Transcribe the records below exactly as they appear, omitting any pictures.

>> Begin Listed records

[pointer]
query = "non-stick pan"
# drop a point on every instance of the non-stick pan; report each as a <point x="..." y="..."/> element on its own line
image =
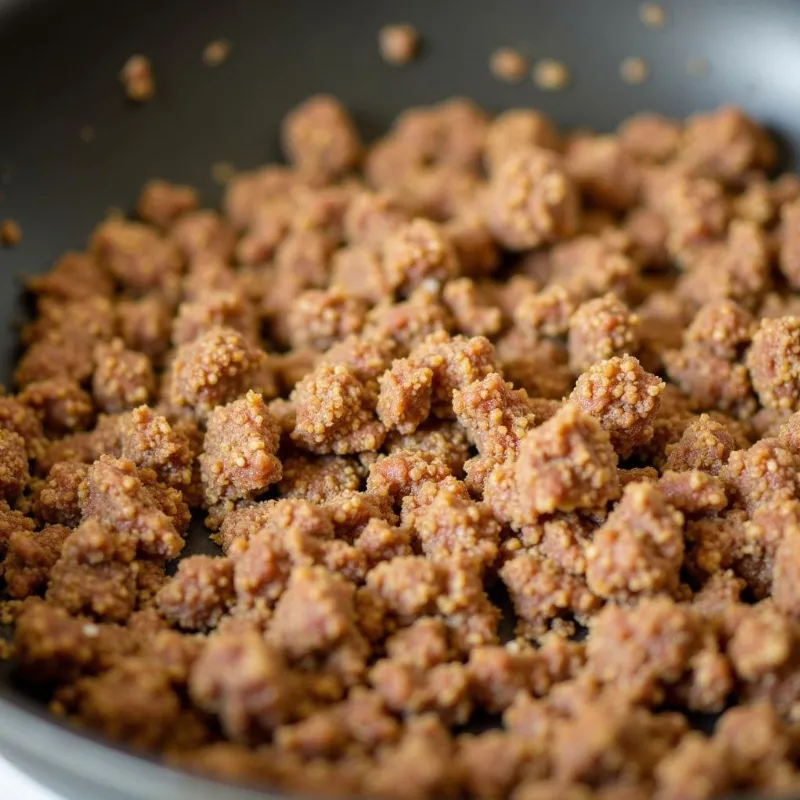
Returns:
<point x="59" y="65"/>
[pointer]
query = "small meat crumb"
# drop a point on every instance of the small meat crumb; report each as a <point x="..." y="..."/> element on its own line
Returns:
<point x="652" y="15"/>
<point x="551" y="75"/>
<point x="398" y="43"/>
<point x="137" y="78"/>
<point x="216" y="52"/>
<point x="508" y="65"/>
<point x="10" y="233"/>
<point x="634" y="70"/>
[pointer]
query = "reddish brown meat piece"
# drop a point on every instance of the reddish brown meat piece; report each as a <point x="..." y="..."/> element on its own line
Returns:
<point x="650" y="137"/>
<point x="115" y="495"/>
<point x="315" y="618"/>
<point x="604" y="169"/>
<point x="335" y="412"/>
<point x="199" y="594"/>
<point x="639" y="549"/>
<point x="644" y="647"/>
<point x="137" y="256"/>
<point x="161" y="203"/>
<point x="13" y="465"/>
<point x="238" y="458"/>
<point x="211" y="309"/>
<point x="320" y="318"/>
<point x="724" y="145"/>
<point x="531" y="200"/>
<point x="320" y="139"/>
<point x="246" y="683"/>
<point x="216" y="368"/>
<point x="722" y="327"/>
<point x="773" y="363"/>
<point x="518" y="129"/>
<point x="416" y="253"/>
<point x="30" y="559"/>
<point x="601" y="329"/>
<point x="62" y="405"/>
<point x="623" y="398"/>
<point x="761" y="473"/>
<point x="122" y="379"/>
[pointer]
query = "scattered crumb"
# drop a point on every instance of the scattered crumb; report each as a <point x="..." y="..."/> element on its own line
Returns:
<point x="398" y="43"/>
<point x="10" y="233"/>
<point x="508" y="65"/>
<point x="8" y="611"/>
<point x="634" y="70"/>
<point x="698" y="67"/>
<point x="550" y="75"/>
<point x="222" y="172"/>
<point x="137" y="78"/>
<point x="216" y="52"/>
<point x="652" y="15"/>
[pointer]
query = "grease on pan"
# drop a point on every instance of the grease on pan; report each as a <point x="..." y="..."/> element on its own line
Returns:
<point x="10" y="233"/>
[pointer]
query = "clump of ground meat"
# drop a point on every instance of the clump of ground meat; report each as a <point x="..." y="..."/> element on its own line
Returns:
<point x="464" y="464"/>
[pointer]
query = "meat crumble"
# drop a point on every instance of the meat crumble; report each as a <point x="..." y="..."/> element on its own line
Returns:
<point x="459" y="465"/>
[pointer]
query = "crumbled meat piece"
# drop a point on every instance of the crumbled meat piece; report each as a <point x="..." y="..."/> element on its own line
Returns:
<point x="320" y="318"/>
<point x="398" y="43"/>
<point x="639" y="548"/>
<point x="604" y="170"/>
<point x="531" y="200"/>
<point x="238" y="459"/>
<point x="246" y="683"/>
<point x="161" y="203"/>
<point x="13" y="464"/>
<point x="508" y="65"/>
<point x="216" y="368"/>
<point x="122" y="379"/>
<point x="773" y="363"/>
<point x="62" y="405"/>
<point x="137" y="256"/>
<point x="199" y="594"/>
<point x="320" y="139"/>
<point x="601" y="329"/>
<point x="704" y="445"/>
<point x="565" y="464"/>
<point x="137" y="79"/>
<point x="623" y="398"/>
<point x="115" y="495"/>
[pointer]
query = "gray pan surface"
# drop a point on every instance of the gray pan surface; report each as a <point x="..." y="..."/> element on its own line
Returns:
<point x="59" y="62"/>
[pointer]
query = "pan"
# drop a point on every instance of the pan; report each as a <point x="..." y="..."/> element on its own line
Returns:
<point x="71" y="147"/>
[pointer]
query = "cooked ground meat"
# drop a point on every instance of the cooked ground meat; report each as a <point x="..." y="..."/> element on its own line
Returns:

>> End Listed records

◆ Exercise result
[pointer]
query = "non-stick pan"
# drop a point on every instance of the non-stick pan; report each as a <point x="..." y="..."/> element on its own line
image =
Returns:
<point x="59" y="65"/>
[pointer]
query = "small meat crumb"
# drop a point on every instance of the small meat crumb; report each as a <point x="..." y="..."/> element on its own line
Returns:
<point x="652" y="15"/>
<point x="551" y="75"/>
<point x="398" y="43"/>
<point x="137" y="78"/>
<point x="216" y="52"/>
<point x="508" y="65"/>
<point x="10" y="233"/>
<point x="634" y="70"/>
[pointer]
query = "reddish brown meat piece"
# drop a point on every instance of the reddish brown meat piece; report each as a <point x="..." y="..."/> element on its own line
Returns:
<point x="650" y="137"/>
<point x="115" y="495"/>
<point x="315" y="618"/>
<point x="604" y="169"/>
<point x="335" y="412"/>
<point x="199" y="594"/>
<point x="639" y="549"/>
<point x="644" y="647"/>
<point x="137" y="256"/>
<point x="161" y="203"/>
<point x="13" y="465"/>
<point x="238" y="458"/>
<point x="211" y="309"/>
<point x="320" y="318"/>
<point x="724" y="145"/>
<point x="531" y="200"/>
<point x="320" y="139"/>
<point x="246" y="683"/>
<point x="216" y="368"/>
<point x="722" y="327"/>
<point x="773" y="363"/>
<point x="518" y="129"/>
<point x="416" y="253"/>
<point x="30" y="559"/>
<point x="601" y="329"/>
<point x="62" y="405"/>
<point x="623" y="398"/>
<point x="761" y="473"/>
<point x="122" y="379"/>
[pointer]
query = "scattered crumb"
# drop a point on every instance of the scattered crumb; report each as a <point x="..." y="..."/> element on its own line
Returns:
<point x="398" y="43"/>
<point x="10" y="233"/>
<point x="508" y="65"/>
<point x="8" y="611"/>
<point x="634" y="70"/>
<point x="698" y="67"/>
<point x="550" y="75"/>
<point x="222" y="172"/>
<point x="137" y="78"/>
<point x="216" y="52"/>
<point x="652" y="15"/>
[pointer]
query = "grease on pan"
# drop a point on every instance of the grease on pan; report each as a <point x="..." y="..."/> element on its own line
Returns:
<point x="10" y="233"/>
[pointer]
query = "clump of ground meat"
# drop a point on every instance of the clump of ground meat; report each as a <point x="..." y="..."/> element on its own line
Returns:
<point x="464" y="464"/>
[pointer]
query = "meat crumble"
# drop a point on every instance of the meat crumble; report each as a <point x="..." y="..."/> element on its own line
Returns:
<point x="459" y="465"/>
[pointer]
query = "crumbled meat piece"
# drop a point on every instance of the crumbled meat piece; report each as a <point x="..." y="..."/> element on its own line
Returns:
<point x="320" y="318"/>
<point x="398" y="43"/>
<point x="639" y="548"/>
<point x="604" y="170"/>
<point x="531" y="200"/>
<point x="238" y="459"/>
<point x="246" y="683"/>
<point x="161" y="203"/>
<point x="13" y="464"/>
<point x="508" y="65"/>
<point x="216" y="368"/>
<point x="122" y="379"/>
<point x="773" y="363"/>
<point x="62" y="405"/>
<point x="137" y="256"/>
<point x="199" y="594"/>
<point x="320" y="139"/>
<point x="601" y="329"/>
<point x="704" y="445"/>
<point x="565" y="464"/>
<point x="137" y="79"/>
<point x="623" y="398"/>
<point x="115" y="495"/>
[pointer]
query = "gray pan surface"
# drop a point on every instance of the gray pan surface; report each as a <point x="..." y="..."/> element on its own line
Returns:
<point x="59" y="62"/>
[pointer]
query = "pan"
# drop a point on every instance of the pan; report each as a <point x="..." y="..."/> element on its own line
Returns:
<point x="71" y="147"/>
[pointer]
query = "cooked ground meat"
# drop a point on every instance of the cooked ground meat; report each as a <point x="..." y="..."/> element on its own line
Returns:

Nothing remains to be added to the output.